### EXERCISE MATERIALS:
•••

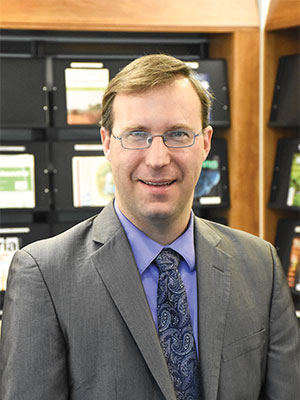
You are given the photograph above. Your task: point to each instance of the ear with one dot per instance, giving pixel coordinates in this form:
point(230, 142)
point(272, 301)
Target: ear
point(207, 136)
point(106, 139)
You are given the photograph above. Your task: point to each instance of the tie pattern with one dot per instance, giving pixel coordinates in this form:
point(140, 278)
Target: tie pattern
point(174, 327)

•••

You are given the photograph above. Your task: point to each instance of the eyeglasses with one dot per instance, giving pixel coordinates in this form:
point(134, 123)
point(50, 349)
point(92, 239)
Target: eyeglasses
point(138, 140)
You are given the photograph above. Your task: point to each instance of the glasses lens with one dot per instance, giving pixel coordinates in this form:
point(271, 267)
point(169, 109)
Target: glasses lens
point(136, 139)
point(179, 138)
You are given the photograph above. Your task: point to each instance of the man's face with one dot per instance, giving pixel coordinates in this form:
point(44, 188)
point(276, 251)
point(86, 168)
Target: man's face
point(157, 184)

•••

### WORK TO COMPLETE:
Rename "tie pattern" to "necktie print" in the items starting at the line containing "the tie pattern" and ending at the line containing "point(174, 327)". Reproduce only those lines, with nothing else changed.

### SOLUTION FOR THIS PROBLEM:
You are given the photograph above. Your task: point to each instance of the necktie print with one dot per instance, giving pixel coordinates in this form:
point(140, 278)
Target: necktie print
point(174, 327)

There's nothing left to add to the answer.